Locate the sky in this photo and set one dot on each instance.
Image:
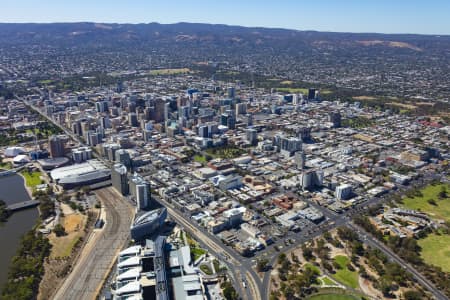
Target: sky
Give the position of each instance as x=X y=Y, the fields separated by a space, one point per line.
x=383 y=16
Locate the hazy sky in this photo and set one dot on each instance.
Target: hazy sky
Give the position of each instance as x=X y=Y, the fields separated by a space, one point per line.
x=387 y=16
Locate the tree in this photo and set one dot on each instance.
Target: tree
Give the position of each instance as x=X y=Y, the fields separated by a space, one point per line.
x=59 y=230
x=307 y=253
x=229 y=292
x=413 y=295
x=261 y=265
x=432 y=202
x=443 y=193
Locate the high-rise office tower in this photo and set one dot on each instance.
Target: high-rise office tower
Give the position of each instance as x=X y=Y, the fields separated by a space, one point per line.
x=140 y=190
x=123 y=157
x=311 y=94
x=335 y=118
x=252 y=136
x=119 y=179
x=56 y=145
x=132 y=120
x=300 y=159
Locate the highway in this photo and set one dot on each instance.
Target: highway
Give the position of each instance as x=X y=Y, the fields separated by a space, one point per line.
x=240 y=267
x=374 y=243
x=231 y=259
x=99 y=254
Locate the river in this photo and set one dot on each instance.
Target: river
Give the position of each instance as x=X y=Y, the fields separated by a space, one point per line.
x=12 y=190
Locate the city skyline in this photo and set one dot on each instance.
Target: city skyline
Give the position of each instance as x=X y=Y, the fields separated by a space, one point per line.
x=414 y=17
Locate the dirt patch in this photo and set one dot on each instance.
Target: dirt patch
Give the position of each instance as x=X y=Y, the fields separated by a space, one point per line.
x=403 y=105
x=64 y=252
x=364 y=98
x=74 y=222
x=367 y=288
x=62 y=246
x=66 y=209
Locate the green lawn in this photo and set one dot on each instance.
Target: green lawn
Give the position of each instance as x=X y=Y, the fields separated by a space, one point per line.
x=169 y=71
x=197 y=252
x=436 y=250
x=333 y=297
x=439 y=211
x=200 y=158
x=327 y=281
x=300 y=90
x=344 y=275
x=207 y=270
x=228 y=152
x=312 y=267
x=5 y=165
x=32 y=179
x=292 y=90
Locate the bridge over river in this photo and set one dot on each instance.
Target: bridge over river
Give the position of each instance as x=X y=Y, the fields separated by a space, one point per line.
x=22 y=205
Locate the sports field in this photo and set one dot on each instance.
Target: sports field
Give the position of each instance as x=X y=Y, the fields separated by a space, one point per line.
x=439 y=211
x=436 y=250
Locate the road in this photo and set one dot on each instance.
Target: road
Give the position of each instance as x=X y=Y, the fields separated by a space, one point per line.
x=258 y=289
x=374 y=243
x=231 y=259
x=99 y=254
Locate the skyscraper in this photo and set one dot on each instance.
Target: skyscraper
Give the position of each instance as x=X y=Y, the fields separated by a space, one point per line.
x=251 y=136
x=119 y=179
x=311 y=94
x=56 y=145
x=300 y=159
x=123 y=157
x=335 y=118
x=140 y=190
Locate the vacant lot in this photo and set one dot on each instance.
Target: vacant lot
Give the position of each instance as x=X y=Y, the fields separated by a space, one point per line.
x=62 y=246
x=344 y=275
x=362 y=98
x=333 y=297
x=439 y=211
x=436 y=250
x=32 y=179
x=169 y=71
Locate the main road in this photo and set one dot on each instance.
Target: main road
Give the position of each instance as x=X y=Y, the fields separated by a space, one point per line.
x=100 y=252
x=242 y=267
x=238 y=268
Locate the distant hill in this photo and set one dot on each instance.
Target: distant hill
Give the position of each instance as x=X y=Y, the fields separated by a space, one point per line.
x=385 y=62
x=74 y=33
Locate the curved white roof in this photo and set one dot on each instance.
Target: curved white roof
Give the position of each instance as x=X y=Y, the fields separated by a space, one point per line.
x=130 y=274
x=131 y=250
x=132 y=261
x=133 y=287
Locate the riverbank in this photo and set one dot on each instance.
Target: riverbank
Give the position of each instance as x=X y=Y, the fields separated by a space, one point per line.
x=18 y=224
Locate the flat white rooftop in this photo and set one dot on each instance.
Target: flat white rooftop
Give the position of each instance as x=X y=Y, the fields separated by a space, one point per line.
x=78 y=169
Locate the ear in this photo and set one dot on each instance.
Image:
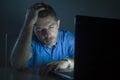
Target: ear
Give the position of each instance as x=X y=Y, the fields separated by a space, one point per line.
x=58 y=23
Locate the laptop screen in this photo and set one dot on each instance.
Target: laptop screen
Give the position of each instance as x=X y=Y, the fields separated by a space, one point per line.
x=96 y=48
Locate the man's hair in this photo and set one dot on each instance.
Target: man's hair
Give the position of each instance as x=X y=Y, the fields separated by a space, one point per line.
x=48 y=11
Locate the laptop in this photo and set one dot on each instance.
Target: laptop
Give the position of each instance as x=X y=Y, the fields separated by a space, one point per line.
x=66 y=75
x=97 y=48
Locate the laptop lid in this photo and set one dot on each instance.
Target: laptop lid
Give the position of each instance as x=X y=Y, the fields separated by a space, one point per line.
x=96 y=48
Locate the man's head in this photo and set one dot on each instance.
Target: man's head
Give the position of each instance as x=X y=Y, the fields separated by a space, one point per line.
x=47 y=25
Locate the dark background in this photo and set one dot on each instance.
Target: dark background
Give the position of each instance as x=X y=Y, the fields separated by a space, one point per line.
x=12 y=14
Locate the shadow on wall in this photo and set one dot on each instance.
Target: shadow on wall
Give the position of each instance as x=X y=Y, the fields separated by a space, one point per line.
x=6 y=44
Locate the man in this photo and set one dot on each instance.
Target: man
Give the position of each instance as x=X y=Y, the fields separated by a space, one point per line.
x=42 y=43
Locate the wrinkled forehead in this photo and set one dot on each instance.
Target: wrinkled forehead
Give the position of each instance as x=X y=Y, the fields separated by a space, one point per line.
x=42 y=22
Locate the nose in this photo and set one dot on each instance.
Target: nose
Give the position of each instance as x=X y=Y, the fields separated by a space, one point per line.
x=46 y=33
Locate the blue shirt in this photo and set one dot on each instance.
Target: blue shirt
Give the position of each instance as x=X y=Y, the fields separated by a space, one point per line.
x=42 y=54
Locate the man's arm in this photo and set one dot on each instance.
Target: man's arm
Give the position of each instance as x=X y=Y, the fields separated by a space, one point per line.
x=21 y=51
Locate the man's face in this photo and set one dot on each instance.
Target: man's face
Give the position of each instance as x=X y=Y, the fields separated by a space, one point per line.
x=46 y=30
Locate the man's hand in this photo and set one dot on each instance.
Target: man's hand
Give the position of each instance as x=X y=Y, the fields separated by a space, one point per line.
x=32 y=14
x=60 y=66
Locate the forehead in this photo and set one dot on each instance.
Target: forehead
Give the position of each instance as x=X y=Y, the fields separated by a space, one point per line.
x=42 y=22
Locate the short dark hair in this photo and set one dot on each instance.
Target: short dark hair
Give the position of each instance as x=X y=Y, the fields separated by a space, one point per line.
x=48 y=11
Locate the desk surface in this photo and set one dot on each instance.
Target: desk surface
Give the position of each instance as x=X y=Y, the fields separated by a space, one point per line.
x=10 y=74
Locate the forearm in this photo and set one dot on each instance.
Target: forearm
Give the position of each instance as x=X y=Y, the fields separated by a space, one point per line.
x=21 y=50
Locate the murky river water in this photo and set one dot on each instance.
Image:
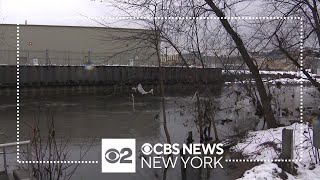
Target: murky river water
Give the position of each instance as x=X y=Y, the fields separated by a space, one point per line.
x=83 y=120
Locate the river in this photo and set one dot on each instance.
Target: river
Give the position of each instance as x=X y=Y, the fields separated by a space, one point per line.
x=82 y=120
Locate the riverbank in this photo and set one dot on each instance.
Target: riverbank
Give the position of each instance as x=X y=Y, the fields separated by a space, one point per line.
x=265 y=146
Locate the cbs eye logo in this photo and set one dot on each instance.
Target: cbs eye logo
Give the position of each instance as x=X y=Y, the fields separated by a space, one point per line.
x=113 y=155
x=118 y=155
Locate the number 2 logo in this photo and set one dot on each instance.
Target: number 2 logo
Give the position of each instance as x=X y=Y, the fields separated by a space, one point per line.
x=113 y=155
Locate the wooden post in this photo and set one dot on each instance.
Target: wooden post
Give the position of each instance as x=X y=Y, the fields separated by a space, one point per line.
x=287 y=149
x=183 y=170
x=5 y=160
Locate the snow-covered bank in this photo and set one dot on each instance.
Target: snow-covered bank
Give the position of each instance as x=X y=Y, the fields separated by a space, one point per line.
x=265 y=146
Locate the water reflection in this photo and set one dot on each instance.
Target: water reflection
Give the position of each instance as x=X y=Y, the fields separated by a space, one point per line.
x=84 y=119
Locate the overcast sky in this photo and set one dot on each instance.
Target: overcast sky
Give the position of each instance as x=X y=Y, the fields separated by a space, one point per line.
x=69 y=12
x=59 y=12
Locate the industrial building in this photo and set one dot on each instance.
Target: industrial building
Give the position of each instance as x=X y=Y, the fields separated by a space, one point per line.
x=76 y=45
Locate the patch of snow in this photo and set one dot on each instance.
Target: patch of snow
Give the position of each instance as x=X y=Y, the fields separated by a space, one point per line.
x=255 y=146
x=267 y=171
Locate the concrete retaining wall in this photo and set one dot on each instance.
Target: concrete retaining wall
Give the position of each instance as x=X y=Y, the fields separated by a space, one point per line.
x=104 y=75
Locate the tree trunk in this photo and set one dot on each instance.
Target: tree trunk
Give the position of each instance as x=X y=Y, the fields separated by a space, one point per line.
x=265 y=98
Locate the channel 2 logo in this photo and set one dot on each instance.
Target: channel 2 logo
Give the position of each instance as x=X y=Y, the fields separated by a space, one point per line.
x=118 y=155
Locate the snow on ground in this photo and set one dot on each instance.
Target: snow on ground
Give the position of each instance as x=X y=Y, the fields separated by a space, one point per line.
x=266 y=145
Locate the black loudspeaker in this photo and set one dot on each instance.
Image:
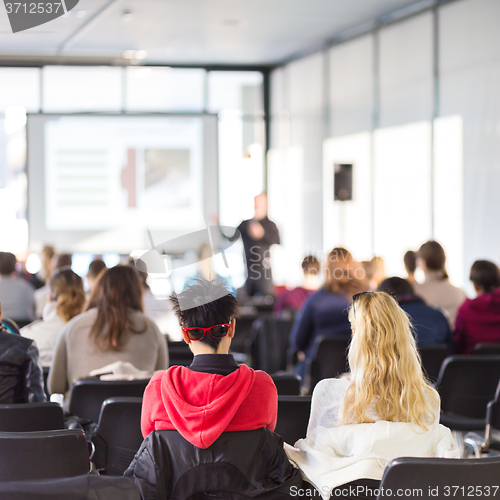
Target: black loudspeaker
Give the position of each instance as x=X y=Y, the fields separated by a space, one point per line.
x=342 y=182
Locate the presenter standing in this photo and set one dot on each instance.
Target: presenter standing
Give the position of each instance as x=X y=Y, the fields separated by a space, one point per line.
x=258 y=234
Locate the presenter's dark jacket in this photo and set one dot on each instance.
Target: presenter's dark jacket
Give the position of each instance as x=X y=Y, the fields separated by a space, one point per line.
x=21 y=380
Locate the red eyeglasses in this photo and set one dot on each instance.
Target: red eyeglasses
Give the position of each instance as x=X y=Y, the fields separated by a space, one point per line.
x=216 y=331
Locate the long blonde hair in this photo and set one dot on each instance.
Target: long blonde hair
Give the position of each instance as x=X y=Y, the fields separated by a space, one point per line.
x=385 y=366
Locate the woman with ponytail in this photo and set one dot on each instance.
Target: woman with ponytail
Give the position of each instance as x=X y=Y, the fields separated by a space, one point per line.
x=384 y=409
x=113 y=328
x=66 y=300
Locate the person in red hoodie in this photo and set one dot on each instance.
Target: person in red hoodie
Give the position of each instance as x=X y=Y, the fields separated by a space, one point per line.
x=478 y=320
x=214 y=394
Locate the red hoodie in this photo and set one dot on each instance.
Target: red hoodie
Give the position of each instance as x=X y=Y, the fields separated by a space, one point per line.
x=478 y=320
x=201 y=406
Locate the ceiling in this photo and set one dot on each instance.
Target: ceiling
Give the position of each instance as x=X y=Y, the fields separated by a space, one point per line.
x=243 y=32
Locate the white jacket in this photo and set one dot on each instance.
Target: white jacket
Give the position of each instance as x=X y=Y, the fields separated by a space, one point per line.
x=334 y=454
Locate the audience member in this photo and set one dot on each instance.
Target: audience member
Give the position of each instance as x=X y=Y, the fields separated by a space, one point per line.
x=16 y=294
x=324 y=312
x=42 y=294
x=214 y=394
x=96 y=267
x=114 y=328
x=430 y=326
x=292 y=300
x=478 y=320
x=21 y=380
x=437 y=290
x=374 y=271
x=410 y=260
x=384 y=409
x=66 y=300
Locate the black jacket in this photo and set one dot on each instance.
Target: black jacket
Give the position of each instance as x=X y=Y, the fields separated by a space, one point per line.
x=243 y=464
x=21 y=380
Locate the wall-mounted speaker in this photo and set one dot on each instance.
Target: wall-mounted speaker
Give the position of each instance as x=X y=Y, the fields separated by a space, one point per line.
x=342 y=181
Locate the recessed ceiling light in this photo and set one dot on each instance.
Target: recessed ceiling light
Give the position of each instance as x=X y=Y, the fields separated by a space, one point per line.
x=127 y=15
x=134 y=54
x=236 y=23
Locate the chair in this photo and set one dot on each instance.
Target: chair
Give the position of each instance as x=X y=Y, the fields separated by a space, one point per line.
x=329 y=359
x=87 y=396
x=269 y=342
x=287 y=384
x=440 y=478
x=43 y=455
x=466 y=385
x=243 y=327
x=87 y=487
x=432 y=359
x=30 y=417
x=179 y=353
x=487 y=349
x=118 y=435
x=293 y=417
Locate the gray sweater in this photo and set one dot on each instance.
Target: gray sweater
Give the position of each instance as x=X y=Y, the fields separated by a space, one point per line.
x=75 y=355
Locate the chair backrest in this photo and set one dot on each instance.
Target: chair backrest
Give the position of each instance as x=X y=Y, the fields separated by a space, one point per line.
x=487 y=349
x=87 y=487
x=118 y=434
x=31 y=417
x=440 y=478
x=432 y=359
x=287 y=384
x=329 y=360
x=467 y=384
x=87 y=396
x=43 y=455
x=179 y=353
x=269 y=342
x=293 y=417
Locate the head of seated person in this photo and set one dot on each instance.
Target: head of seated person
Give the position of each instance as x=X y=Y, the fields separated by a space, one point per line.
x=8 y=263
x=485 y=277
x=206 y=312
x=343 y=275
x=96 y=268
x=387 y=381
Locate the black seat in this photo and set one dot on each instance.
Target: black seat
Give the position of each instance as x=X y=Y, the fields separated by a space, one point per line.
x=87 y=396
x=440 y=478
x=293 y=417
x=118 y=435
x=268 y=343
x=287 y=384
x=432 y=359
x=179 y=353
x=87 y=487
x=487 y=349
x=466 y=385
x=31 y=417
x=43 y=455
x=329 y=359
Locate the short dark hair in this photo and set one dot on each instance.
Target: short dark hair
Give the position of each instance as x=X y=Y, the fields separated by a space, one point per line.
x=396 y=286
x=206 y=314
x=432 y=253
x=410 y=260
x=96 y=267
x=485 y=275
x=64 y=260
x=8 y=263
x=310 y=262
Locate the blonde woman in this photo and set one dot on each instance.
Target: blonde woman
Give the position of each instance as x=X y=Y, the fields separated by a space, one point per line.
x=384 y=409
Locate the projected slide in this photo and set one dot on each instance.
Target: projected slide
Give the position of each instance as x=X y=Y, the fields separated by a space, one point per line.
x=97 y=182
x=139 y=168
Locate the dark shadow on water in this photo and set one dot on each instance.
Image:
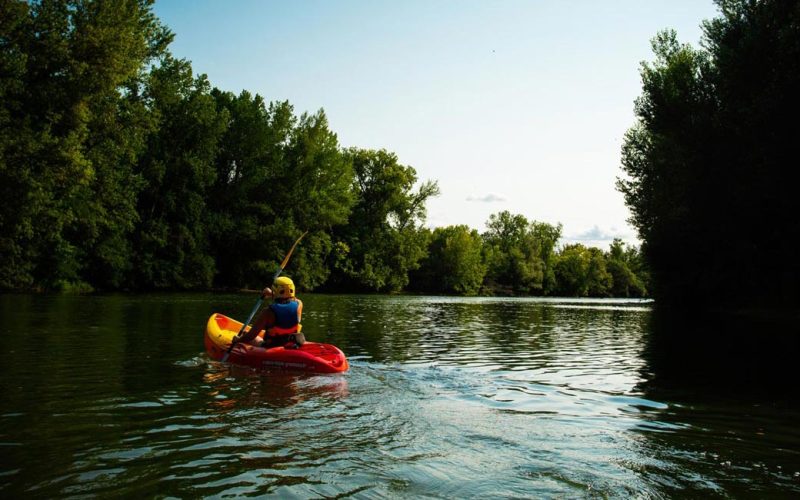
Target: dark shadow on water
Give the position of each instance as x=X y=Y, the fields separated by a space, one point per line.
x=734 y=355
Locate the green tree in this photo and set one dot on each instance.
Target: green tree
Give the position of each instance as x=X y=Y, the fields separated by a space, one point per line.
x=621 y=263
x=454 y=264
x=172 y=239
x=384 y=239
x=710 y=158
x=572 y=271
x=68 y=137
x=519 y=253
x=599 y=280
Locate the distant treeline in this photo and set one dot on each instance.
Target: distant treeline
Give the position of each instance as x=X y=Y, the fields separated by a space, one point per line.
x=713 y=163
x=122 y=170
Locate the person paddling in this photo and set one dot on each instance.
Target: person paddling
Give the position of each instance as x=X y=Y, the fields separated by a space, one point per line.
x=280 y=320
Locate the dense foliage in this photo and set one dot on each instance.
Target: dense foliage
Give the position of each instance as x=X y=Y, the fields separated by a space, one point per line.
x=711 y=163
x=122 y=169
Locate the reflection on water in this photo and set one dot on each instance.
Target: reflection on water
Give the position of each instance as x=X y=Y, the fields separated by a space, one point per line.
x=446 y=397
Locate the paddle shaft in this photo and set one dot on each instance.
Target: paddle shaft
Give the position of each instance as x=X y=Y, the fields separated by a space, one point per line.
x=261 y=299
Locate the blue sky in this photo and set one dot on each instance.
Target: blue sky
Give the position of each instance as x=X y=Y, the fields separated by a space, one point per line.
x=509 y=105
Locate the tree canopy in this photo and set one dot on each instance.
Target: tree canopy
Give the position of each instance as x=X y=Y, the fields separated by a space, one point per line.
x=710 y=162
x=123 y=169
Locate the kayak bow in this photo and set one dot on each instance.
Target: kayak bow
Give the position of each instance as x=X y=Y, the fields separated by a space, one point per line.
x=310 y=357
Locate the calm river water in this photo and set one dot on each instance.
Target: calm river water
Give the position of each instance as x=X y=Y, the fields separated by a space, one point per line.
x=446 y=397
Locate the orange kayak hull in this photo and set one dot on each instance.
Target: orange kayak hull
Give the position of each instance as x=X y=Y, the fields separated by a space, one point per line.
x=311 y=357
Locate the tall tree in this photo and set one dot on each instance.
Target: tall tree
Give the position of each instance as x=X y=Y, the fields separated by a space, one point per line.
x=384 y=239
x=520 y=252
x=178 y=167
x=712 y=157
x=66 y=167
x=454 y=262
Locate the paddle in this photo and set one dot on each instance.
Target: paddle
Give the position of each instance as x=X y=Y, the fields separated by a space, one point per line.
x=261 y=299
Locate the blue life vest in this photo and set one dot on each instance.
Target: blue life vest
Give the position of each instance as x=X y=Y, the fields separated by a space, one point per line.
x=285 y=317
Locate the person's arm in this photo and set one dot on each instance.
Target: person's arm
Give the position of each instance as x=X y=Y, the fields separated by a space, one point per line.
x=264 y=320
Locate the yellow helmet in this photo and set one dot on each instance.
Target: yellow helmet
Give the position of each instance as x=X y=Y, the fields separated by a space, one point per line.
x=283 y=288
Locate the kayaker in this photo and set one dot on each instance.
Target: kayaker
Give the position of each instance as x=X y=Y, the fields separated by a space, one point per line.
x=280 y=320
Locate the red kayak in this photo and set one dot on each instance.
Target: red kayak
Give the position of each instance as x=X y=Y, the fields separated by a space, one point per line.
x=310 y=357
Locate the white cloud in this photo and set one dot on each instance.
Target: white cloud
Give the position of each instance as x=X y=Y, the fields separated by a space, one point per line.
x=488 y=198
x=598 y=237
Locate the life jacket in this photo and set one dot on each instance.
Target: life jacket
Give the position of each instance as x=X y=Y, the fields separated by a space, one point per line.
x=287 y=317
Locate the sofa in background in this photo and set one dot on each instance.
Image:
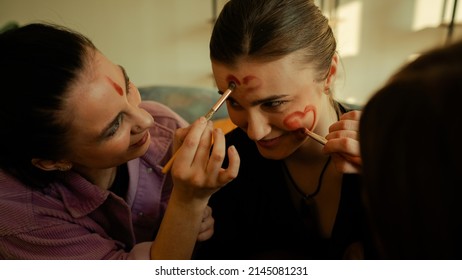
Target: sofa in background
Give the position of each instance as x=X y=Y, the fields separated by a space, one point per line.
x=189 y=102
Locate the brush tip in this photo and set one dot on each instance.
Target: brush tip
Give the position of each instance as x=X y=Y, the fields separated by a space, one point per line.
x=232 y=85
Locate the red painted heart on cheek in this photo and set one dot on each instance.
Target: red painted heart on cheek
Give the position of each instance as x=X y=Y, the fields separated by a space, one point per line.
x=299 y=119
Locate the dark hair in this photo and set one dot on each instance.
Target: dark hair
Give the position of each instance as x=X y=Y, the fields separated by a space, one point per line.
x=38 y=64
x=270 y=29
x=411 y=151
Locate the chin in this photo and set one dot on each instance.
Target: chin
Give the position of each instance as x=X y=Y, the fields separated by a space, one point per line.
x=274 y=154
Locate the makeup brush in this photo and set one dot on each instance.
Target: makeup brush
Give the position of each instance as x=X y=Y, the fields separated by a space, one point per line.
x=321 y=140
x=208 y=117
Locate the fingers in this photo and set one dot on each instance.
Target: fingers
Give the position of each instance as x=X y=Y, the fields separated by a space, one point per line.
x=197 y=169
x=224 y=176
x=206 y=229
x=343 y=143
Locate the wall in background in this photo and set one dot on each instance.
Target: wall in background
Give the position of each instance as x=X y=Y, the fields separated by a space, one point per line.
x=165 y=42
x=158 y=41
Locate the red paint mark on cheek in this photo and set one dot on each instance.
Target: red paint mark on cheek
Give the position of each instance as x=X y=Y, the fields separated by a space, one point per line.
x=298 y=119
x=116 y=86
x=232 y=78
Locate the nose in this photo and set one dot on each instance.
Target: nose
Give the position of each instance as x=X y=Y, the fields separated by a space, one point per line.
x=142 y=120
x=257 y=126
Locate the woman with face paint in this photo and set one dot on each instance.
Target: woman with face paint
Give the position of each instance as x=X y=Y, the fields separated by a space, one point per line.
x=81 y=158
x=294 y=198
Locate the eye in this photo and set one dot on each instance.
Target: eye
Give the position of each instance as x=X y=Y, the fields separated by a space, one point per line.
x=274 y=104
x=115 y=126
x=128 y=84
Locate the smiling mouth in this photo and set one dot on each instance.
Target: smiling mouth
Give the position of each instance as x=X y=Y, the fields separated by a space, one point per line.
x=141 y=141
x=269 y=143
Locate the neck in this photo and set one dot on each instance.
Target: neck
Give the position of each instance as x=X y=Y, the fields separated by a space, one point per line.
x=102 y=178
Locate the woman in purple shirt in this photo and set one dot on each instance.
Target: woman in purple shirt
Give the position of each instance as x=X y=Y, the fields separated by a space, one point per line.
x=81 y=158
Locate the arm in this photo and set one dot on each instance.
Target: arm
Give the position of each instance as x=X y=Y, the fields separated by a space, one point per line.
x=343 y=143
x=197 y=174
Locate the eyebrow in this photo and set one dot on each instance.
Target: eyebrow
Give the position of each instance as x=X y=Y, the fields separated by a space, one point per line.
x=262 y=101
x=105 y=130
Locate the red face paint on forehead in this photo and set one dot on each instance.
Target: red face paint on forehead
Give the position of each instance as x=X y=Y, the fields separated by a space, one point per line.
x=115 y=86
x=232 y=78
x=298 y=119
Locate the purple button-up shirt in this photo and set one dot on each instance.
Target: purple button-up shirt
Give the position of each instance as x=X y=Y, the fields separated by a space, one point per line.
x=75 y=219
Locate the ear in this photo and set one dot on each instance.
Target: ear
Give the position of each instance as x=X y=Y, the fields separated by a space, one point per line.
x=51 y=165
x=332 y=72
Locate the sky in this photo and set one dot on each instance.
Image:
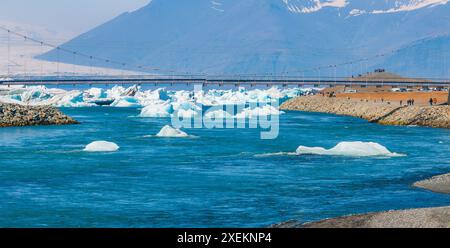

::::

SET TASK: Please count the lines in the rows above that contain the string "light", with case counting, and reply with the number alone.

WRITTEN REPLY: 2